─── Belge Alıntısı ───

O da: 'Yanımda biraz arpa ile bir keçi oğlağı var.', dedi. Hemen keçi oğlağını kestim. Eşim de o arpayı öğüttü. Nihayet eti çömleğe koyduk. Hamur mayalanıp fırına, etin bulunduğu çömlek de tandıra konulduktan ve bunlar güzel pişmeye başladıktan sonra ben Peygamber'e geldim ve:

'Yâ Rasûlallah, biraz yiyeceğim var, bir veya iki kişi ile kalk buyur gel.', dedim. Rasûlullah:

'Yiyeceğin ne kadardır?' diye sordu. Ben de miktarını bildirdim. O da: 'Hem çok, hem de güzel!' buyurdu. Aynı zamanda:

'Hanımına söyle! Ben evinize gelinceye kadar çömleği tandırdan, ekmeği de fırından ayırmasın!' diye tenbih etti. Bunun ardından Rasûlullah orada bulunanlara: '(Ey Hendek ahâlîsi!) Kalkınız (Câbir'in ziyafetine gideceğiz).' buyurdu.

Bu umûmî davet üzerine Muhacirler ve Ensar kalktılar. Cabir karısının yanına girince telaşından:

'Allah sana iyilik versin! Peygamber Muhacirleri, Ensarı ve yanında bulunan kimseleri getiriyor.', diye endişesini belirtti.

Kadın: 'Peygamber yemeğimizin miktarını sana sordu mu?' dedi.

Ben de: 'Evet sordu.' dedim. Eşim: 'Madem ki biz evimizdeki yiyeceği Peygamber'e bildirdik, gerisini Allah ve Rasûlü bilir.', dedi.

Peygamber (hendek halkıyle evimizin önüne gelince yanındaki topluluğa):

"Giriniz ve birbirinizi sıkıştırmayarak serbest oturunuz." buyurdu. (Sahâbîler bölük bölük oturdular.)

─── Gösterilen Kayıtlar ───

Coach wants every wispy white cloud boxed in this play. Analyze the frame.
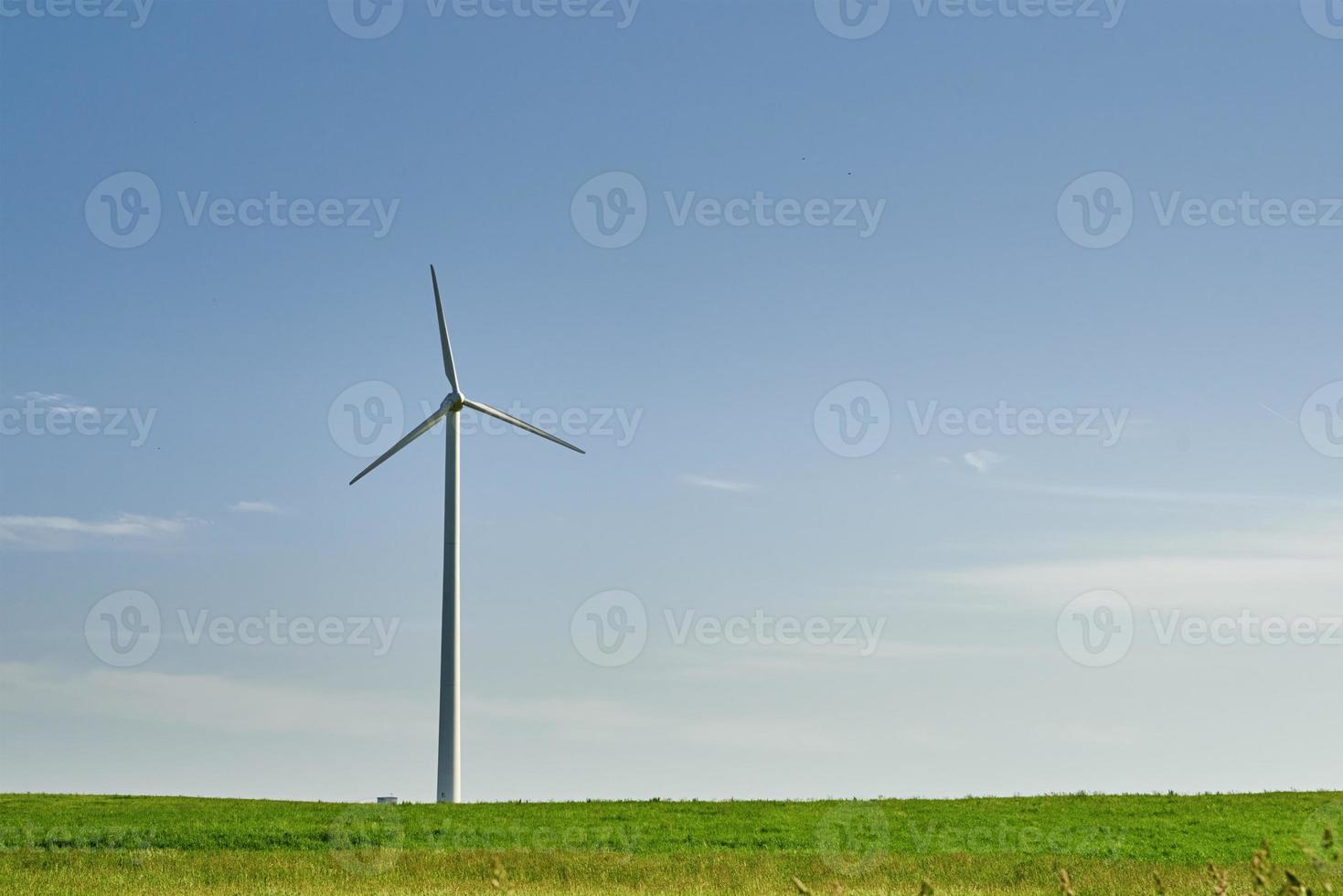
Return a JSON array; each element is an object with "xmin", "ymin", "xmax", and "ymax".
[
  {"xmin": 0, "ymin": 513, "xmax": 201, "ymax": 548},
  {"xmin": 229, "ymin": 501, "xmax": 280, "ymax": 513},
  {"xmin": 0, "ymin": 662, "xmax": 433, "ymax": 741},
  {"xmin": 962, "ymin": 450, "xmax": 1007, "ymax": 473},
  {"xmin": 928, "ymin": 521, "xmax": 1343, "ymax": 613},
  {"xmin": 994, "ymin": 480, "xmax": 1343, "ymax": 507},
  {"xmin": 15, "ymin": 392, "xmax": 98, "ymax": 414},
  {"xmin": 681, "ymin": 473, "xmax": 755, "ymax": 492}
]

───

● Alıştırma Bölümleri
a) Kayıtlardaki bütün satırları boş olanları atlayarak "No" ve "Satır" sütunlu bir Markdown tablosuna dök. Resimleri tabloya koyma.
b) Câbir'in ziyafetini anlatan metni son cümlesinden sonra kaldığı yerden sürdür.
Metinle kayıtlar arasında hiçbir bağ yok.

● Görev Çıktıları
a)
| No | Satır |
|---|---|
| 1 | Coach wants every wispy white cloud boxed in this play. Analyze the frame. |
| 2 | Return a JSON array; each element is an object with "xmin", "ymin", "xmax", and "ymax". |
| 3 | [ |
| 4 |   {"xmin": 0, "ymin": 513, "xmax": 201, "ymax": 548}, |
| 5 |   {"xmin": 229, "ymin": 501, "xmax": 280, "ymax": 513}, |
| 6 |   {"xmin": 0, "ymin": 662, "xmax": 433, "ymax": 741}, |
| 7 |   {"xmin": 962, "ymin": 450, "xmax": 1007, "ymax": 473}, |
| 8 |   {"xmin": 928, "ymin": 521, "xmax": 1343, "ymax": 613}, |
| 9 |   {"xmin": 994, "ymin": 480, "xmax": 1343, "ymax": 507}, |
| 10 |   {"xmin": 15, "ymin": 392, "xmax": 98, "ymax": 414}, |
| 11 |   {"xmin": 681, "ymin": 473, "xmax": 755, "ymax": 492} |
| 12 | ] |

b)
Sonra Rasûlullah kendi eliyle ekmeği fırından alıp parçalamağa ve üzerine et koyup davetlilere sunmaya başladı. (Bir bölük yiyip kalkınca diğerlerine) Rasûlullah bu suretle ekmek bölüp üstüne et koymaya ve hendek halkına dağıtmağa devam etti. Nihayet davetliler doydular. Yemek de arttı kaldı. Rasûlullah, Câbir'in hanımına:

"Bu geri kalanı sen ye ve başkalarına da hediye et. Çünkü bütün insanlara açlık isabet etmiştir." buyurdu.” (Buhari, Magazi, 29)

2) Ebu Yusuf’un rivayet ettiği hadis için şunları söyleyebiliriz:

a) Ebu Yusuf bu hadisi “Sika bize Resullah’tan haber verdi...” diye başlamıştır. Hadis ilmi bakımından zayıflığını gösteren birçok illet vardır. Yani hadis bu şekliyle mualleldir ve maluldur. Çünkü; bu hadis senetsizdir. “Sika”nın kim olduğu meçhuldür. Ebu Yusuf sahabeye yetişmediğine göre, Resulullah (asm)’tan rivayet ettiği bildirilen “Sika” sahabe değildir. Dolayısıyla hadis munkatıdır. Böyle bir hadis delil olamaz.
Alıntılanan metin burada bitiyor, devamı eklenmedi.